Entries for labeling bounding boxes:

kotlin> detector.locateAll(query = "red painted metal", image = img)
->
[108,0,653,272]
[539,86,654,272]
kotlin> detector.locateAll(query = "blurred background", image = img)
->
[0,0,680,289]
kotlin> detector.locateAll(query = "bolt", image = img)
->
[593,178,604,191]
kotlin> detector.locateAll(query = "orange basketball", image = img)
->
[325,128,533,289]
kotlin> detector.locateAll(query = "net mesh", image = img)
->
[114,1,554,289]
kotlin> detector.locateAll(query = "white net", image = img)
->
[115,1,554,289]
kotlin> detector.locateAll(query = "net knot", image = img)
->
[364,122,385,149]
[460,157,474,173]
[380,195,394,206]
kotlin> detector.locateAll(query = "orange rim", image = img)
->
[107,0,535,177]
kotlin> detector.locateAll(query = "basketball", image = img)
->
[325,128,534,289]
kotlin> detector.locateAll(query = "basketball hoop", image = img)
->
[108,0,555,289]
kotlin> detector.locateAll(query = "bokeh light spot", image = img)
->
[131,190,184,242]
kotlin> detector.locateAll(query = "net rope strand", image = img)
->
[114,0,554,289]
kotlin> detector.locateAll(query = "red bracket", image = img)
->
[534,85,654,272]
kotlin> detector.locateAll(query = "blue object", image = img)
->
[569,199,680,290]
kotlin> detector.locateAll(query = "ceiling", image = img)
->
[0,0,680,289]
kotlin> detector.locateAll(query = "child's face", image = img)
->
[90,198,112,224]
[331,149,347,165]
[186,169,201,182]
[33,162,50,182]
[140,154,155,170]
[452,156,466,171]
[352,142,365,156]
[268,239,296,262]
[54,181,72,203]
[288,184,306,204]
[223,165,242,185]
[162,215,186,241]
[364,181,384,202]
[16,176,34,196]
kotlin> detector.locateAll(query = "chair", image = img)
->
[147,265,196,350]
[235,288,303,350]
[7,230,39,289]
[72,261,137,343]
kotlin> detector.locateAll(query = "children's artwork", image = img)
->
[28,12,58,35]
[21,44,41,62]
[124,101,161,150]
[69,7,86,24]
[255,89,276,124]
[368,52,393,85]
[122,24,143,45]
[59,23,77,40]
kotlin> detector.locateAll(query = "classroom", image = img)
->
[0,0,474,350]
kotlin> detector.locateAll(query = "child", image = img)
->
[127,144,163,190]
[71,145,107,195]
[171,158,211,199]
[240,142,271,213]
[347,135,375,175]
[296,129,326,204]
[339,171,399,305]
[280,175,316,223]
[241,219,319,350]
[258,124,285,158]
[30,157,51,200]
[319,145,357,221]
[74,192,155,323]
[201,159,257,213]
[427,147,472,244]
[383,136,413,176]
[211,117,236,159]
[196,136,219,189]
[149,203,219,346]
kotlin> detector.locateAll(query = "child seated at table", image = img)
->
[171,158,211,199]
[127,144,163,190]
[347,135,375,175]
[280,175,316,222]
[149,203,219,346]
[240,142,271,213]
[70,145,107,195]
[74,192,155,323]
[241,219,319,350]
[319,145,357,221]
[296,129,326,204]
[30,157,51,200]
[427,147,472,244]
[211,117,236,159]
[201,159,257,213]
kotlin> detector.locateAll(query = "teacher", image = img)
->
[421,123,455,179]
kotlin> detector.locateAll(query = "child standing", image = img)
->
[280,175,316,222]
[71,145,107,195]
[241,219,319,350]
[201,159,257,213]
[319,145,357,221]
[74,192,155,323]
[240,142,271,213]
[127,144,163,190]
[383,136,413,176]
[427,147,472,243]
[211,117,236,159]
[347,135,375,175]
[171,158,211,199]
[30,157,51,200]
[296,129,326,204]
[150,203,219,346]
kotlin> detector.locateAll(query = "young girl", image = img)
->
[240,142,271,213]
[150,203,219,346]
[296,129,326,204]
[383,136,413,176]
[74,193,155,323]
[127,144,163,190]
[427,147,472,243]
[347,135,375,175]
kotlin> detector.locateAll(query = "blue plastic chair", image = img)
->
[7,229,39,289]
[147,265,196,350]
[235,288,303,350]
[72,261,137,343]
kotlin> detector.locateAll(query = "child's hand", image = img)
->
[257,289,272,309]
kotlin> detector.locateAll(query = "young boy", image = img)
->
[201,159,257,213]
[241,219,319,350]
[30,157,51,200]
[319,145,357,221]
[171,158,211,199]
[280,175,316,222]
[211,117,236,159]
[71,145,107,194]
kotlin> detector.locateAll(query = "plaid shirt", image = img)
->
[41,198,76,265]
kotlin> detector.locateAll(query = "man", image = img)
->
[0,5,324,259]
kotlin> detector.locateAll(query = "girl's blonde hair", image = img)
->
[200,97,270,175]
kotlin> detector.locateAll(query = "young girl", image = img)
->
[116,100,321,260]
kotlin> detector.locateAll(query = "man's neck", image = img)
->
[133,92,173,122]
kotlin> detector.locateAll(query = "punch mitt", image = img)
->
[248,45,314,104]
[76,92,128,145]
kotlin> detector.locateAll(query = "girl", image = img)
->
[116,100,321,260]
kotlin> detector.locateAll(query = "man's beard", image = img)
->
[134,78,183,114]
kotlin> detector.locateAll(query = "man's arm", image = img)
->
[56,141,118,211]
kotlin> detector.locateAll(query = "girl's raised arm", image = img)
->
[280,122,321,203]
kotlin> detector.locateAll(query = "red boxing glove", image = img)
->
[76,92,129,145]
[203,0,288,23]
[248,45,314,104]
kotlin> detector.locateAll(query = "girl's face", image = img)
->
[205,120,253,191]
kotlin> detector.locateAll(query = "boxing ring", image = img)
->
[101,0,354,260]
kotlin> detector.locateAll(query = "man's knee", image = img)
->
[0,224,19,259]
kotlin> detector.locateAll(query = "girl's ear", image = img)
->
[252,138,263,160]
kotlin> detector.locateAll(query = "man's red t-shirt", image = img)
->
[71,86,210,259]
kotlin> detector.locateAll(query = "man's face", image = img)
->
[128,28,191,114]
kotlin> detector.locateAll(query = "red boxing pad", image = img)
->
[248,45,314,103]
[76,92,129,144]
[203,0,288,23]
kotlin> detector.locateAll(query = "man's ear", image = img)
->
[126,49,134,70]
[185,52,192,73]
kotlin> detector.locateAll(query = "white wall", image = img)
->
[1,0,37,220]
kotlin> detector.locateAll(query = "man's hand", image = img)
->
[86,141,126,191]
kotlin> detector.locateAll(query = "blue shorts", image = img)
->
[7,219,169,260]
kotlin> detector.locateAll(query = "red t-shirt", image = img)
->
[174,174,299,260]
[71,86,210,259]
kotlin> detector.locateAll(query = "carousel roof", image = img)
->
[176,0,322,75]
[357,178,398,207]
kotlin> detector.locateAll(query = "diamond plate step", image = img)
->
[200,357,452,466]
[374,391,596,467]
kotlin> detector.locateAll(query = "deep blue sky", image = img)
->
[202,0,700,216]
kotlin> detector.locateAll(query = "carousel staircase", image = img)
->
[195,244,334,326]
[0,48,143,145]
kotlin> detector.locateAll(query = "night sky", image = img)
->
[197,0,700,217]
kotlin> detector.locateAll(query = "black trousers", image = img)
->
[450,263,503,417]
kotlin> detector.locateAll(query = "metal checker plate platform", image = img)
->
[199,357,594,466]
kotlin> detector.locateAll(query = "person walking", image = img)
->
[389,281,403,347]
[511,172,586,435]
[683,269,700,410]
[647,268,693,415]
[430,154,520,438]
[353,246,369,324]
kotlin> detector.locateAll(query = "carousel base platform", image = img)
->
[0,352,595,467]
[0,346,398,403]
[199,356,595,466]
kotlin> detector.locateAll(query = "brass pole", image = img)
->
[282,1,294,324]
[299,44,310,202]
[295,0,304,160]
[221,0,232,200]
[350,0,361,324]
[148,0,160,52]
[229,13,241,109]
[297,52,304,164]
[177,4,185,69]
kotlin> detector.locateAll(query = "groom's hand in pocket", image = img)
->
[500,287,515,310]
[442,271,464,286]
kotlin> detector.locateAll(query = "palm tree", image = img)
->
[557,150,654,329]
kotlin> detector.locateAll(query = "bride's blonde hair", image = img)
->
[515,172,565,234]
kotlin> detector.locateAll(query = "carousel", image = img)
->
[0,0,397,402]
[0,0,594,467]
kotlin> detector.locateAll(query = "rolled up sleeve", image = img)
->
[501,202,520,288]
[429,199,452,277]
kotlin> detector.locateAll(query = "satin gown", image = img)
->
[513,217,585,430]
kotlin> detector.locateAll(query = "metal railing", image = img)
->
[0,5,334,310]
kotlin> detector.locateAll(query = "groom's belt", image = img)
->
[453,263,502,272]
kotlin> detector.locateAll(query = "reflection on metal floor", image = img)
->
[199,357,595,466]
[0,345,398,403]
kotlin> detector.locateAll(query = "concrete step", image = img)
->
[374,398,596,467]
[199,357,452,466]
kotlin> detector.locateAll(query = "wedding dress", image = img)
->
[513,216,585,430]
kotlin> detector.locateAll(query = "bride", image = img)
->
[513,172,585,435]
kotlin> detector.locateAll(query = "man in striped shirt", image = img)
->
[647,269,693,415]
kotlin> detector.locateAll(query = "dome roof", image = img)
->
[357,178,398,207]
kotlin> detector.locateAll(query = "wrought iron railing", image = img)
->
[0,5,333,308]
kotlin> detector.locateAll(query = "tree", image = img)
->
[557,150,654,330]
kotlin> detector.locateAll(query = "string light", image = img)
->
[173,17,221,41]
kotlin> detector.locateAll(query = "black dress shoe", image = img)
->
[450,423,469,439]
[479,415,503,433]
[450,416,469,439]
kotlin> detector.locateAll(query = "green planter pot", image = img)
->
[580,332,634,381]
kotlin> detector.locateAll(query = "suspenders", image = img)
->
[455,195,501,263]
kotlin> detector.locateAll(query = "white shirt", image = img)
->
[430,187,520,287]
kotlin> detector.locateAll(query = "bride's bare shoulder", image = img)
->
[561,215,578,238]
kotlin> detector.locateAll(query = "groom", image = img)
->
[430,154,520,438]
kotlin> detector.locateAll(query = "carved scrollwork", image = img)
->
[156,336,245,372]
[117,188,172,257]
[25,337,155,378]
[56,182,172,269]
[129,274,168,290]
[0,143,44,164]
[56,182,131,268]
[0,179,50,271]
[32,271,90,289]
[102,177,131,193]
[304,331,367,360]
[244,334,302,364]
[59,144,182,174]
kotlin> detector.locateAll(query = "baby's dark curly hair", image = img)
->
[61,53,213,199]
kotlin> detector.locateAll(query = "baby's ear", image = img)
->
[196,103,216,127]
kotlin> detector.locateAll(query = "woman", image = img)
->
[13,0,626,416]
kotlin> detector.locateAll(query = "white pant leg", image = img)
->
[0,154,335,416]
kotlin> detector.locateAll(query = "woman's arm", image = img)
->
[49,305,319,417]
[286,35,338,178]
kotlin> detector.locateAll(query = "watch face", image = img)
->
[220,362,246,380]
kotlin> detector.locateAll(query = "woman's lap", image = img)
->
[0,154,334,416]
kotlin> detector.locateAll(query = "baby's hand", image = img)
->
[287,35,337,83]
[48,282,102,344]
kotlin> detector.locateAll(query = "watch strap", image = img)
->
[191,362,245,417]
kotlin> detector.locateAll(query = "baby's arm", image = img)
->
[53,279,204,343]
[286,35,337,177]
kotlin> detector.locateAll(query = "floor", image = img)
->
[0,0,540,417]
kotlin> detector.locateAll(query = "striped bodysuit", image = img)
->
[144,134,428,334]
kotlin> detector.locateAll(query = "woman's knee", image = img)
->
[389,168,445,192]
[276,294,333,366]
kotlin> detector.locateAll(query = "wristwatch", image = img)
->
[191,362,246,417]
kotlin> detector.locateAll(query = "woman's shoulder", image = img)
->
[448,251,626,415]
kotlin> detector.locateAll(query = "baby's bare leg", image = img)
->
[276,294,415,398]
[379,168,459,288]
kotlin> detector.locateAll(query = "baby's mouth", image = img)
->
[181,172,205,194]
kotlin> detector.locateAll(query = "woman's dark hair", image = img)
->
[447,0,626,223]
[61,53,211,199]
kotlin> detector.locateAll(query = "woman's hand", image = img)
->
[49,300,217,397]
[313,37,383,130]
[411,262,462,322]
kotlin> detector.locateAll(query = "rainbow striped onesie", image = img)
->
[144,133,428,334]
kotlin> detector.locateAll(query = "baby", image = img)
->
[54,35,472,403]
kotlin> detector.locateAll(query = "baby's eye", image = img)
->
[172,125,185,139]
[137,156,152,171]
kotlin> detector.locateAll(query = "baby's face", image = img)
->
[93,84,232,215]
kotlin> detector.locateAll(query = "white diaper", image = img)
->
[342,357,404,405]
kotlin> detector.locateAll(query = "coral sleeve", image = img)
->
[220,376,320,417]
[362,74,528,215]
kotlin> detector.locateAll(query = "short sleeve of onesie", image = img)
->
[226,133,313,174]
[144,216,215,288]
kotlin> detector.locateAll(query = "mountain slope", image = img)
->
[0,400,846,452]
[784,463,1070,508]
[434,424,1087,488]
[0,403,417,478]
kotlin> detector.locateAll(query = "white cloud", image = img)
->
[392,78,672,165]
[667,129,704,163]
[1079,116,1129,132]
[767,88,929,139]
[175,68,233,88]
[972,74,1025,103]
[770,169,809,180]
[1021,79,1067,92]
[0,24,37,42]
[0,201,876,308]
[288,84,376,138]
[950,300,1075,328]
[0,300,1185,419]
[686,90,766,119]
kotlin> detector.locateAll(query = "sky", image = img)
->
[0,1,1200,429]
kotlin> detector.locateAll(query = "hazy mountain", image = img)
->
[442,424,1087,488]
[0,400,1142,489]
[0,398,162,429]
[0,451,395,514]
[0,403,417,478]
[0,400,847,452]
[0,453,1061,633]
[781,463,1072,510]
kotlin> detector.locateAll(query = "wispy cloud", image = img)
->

:: TASK GOAL ::
Copy the records from the start through the line with "[114,1,554,289]", including that line.

:: ANSWER IN FULL ::
kotlin> detector.locateAll(query = "red painted metal", image = img)
->
[108,0,653,272]
[539,86,654,272]
kotlin> detector.locateAll(query = "blurred background", image = img)
->
[0,0,680,289]
kotlin> detector.locateAll(query = "bolt", image = img)
->
[593,178,604,191]
kotlin> detector.locateAll(query = "orange basketball", image = img)
->
[325,128,533,289]
kotlin> detector.locateAll(query = "net mesh", image = img)
->
[114,1,554,289]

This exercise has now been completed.